2. Delay in adding Coombs serum after washing step will lead to antibody eluting off, detaching from cell, while cells are sitting in saline.  Now free antibody present in the saline neutralizes the Coombs serum so it will not be able to react with the cells bound with antibody.

3. Small fibrin clot among the cells that were not washed away will have immunoglobulins and complement present.  The antibodies and complement in the fibrin clot neutralizes Coombs serum leading to a negative test.

4. Inactive Coombs serum or the failure to add Coombs serum will also be detected by a negative reaction when adding Coombs Control Check Cells.


There are also false negatives NOT detected by negative Coombs Check Cells that include:

5. Too heavy cell suspension
6. Delay during cell washing procedure, which can lead to antibody eluting off cells while they are sitting in saline and then the antibody is washed away during the remaining washes

7. Improper centrifugation can either lead to loss of cells during washing or the need to shake too hard during resuspension.

┄┄┄┄┄┄┄┄┄┄┄┄┄┄┄┄┄┄┄┄

- ACTIVITIES
1) State whether each statement agrees with the passage on Coombs test false negatives, answering yes or no and quoting the deciding words: (a) A small fibrin clot among unwashed cells can cause a negative test. (b) Negative Coombs Check Cells detect a too heavy cell suspension. (c) Improper centrifugation can lead to loss of cells during washing.
2) Write out the part of the passage on Coombs test false negatives that opens with the words containing "3. Small fibrin" and closes with "hard during resuspension.".

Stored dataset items
┄┄┄┄┄┄┄┄┄┄┄┄┄┄┄┄┄┄┄┄

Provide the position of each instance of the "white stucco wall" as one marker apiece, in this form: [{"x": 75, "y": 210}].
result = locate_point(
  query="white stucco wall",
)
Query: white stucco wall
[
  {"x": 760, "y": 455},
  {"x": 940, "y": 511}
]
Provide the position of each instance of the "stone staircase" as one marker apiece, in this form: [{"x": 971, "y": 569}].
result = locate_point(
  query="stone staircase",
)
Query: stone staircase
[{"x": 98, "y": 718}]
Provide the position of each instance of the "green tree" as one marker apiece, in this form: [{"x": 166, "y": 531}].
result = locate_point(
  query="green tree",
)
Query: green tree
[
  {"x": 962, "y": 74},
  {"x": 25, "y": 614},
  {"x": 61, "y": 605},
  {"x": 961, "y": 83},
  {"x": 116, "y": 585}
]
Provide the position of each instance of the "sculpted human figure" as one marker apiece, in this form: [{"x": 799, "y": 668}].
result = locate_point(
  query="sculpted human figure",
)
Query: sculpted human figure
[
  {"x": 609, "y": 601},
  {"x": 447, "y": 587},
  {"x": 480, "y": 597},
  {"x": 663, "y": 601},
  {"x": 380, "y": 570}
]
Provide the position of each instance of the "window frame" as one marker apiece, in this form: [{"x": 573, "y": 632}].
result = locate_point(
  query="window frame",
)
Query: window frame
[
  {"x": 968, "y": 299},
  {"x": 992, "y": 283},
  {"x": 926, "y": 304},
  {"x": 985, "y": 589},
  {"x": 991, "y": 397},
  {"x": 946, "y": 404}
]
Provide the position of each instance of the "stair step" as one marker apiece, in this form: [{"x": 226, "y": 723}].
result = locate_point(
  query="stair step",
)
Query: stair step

┄┄┄┄┄┄┄┄┄┄┄┄┄┄┄┄┄┄┄┄

- SOLUTIONS FOR EACH TASK
1)
(a) Yes: "The antibodies and complement in the fibrin clot neutralizes Coombs serum leading to a negative test."
(b) No: "There are also false negatives NOT detected by negative Coombs Check Cells that include:" and "5. Too heavy cell suspension"
(c) Yes: "Improper centrifugation can either lead to loss of cells during washing"

2)
3. Small fibrin clot among the cells that were not washed away will have immunoglobulins and complement present.  The antibodies and complement in the fibrin clot neutralizes Coombs serum leading to a negative test.

4. Inactive Coombs serum or the failure to add Coombs serum will also be detected by a negative reaction when adding Coombs Control Check Cells.


There are also false negatives NOT detected by negative Coombs Check Cells that include:

5. Too heavy cell suspension
6. Delay during cell washing procedure, which can lead to antibody eluting off cells while they are sitting in saline and then the antibody is washed away during the remaining washes

7. Improper centrifugation can either lead to loss of cells during washing or the need to shake too hard during resuspension.